Coordinate annotation records:
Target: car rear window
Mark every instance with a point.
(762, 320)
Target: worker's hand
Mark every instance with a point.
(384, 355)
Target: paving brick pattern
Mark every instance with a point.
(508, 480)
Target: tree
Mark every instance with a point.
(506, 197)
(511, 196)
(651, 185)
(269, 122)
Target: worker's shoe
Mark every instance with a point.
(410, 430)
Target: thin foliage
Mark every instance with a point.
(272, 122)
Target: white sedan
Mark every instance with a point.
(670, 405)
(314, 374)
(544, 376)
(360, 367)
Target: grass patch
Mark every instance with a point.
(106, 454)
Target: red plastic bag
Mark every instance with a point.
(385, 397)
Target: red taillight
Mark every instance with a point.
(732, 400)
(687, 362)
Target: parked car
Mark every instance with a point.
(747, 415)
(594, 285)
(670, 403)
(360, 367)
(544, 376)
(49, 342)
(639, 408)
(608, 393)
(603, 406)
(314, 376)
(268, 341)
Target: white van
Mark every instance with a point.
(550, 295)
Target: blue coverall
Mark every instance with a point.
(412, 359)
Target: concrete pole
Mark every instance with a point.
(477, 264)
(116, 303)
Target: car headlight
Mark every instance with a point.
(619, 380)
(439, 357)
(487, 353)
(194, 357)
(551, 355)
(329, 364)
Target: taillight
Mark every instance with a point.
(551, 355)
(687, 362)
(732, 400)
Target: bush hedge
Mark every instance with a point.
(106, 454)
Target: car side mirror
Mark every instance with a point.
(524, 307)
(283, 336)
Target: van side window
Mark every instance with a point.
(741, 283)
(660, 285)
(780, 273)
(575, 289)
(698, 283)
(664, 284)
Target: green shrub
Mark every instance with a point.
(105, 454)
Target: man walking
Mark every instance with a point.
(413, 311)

**Your instructions**. Write out every line of the listing above word for word, from the first entry to the last.

**Exercise answer**.
Target: car rear window
Mark every instance with a point.
(762, 320)
Target: worker's hand
Mark every instance with a point.
(384, 355)
Target: paving brick pattern
Mark every instance with a point.
(508, 480)
Target: tree
Mark every instance with a point.
(506, 197)
(511, 196)
(651, 185)
(269, 122)
Target: worker's shoe
Mark every instance with a point.
(410, 430)
Target: thin foliage
Mark every instance with a point.
(272, 122)
Target: white sedan
Mark every instance with a point.
(670, 405)
(314, 374)
(544, 376)
(360, 367)
Target: grass patch
Mark every instance with a point.
(106, 454)
Target: red plastic bag
Mark every instance with a point.
(385, 397)
Target: red taillight
Mark every instance with a point.
(732, 400)
(687, 362)
Target: parked car
Mark every instance with a point.
(747, 415)
(594, 285)
(670, 403)
(360, 367)
(544, 376)
(49, 342)
(639, 408)
(608, 393)
(603, 406)
(314, 376)
(268, 341)
Target: white van
Mark every instance with a point.
(550, 295)
Target: blue coverall
Mark every instance with a point.
(412, 359)
Target: concrete pole
Mark every instance with a point.
(477, 264)
(116, 303)
Target: car headlight
Mark every instance with a point.
(619, 380)
(439, 357)
(487, 353)
(194, 357)
(551, 355)
(329, 364)
Target: taillight
Mark every instance with a point.
(551, 355)
(687, 362)
(732, 400)
Target: bush hedge
Mark every instance with a point.
(106, 454)
Target: car side mirror
Mark every instance with a point.
(524, 307)
(283, 336)
Target: van side window
Mark every instance with a point.
(741, 283)
(660, 285)
(780, 273)
(575, 289)
(698, 283)
(664, 284)
Target: green shrub
Mark every instance with a point.
(105, 454)
Target: man walking
Mark every instance with a point.
(413, 311)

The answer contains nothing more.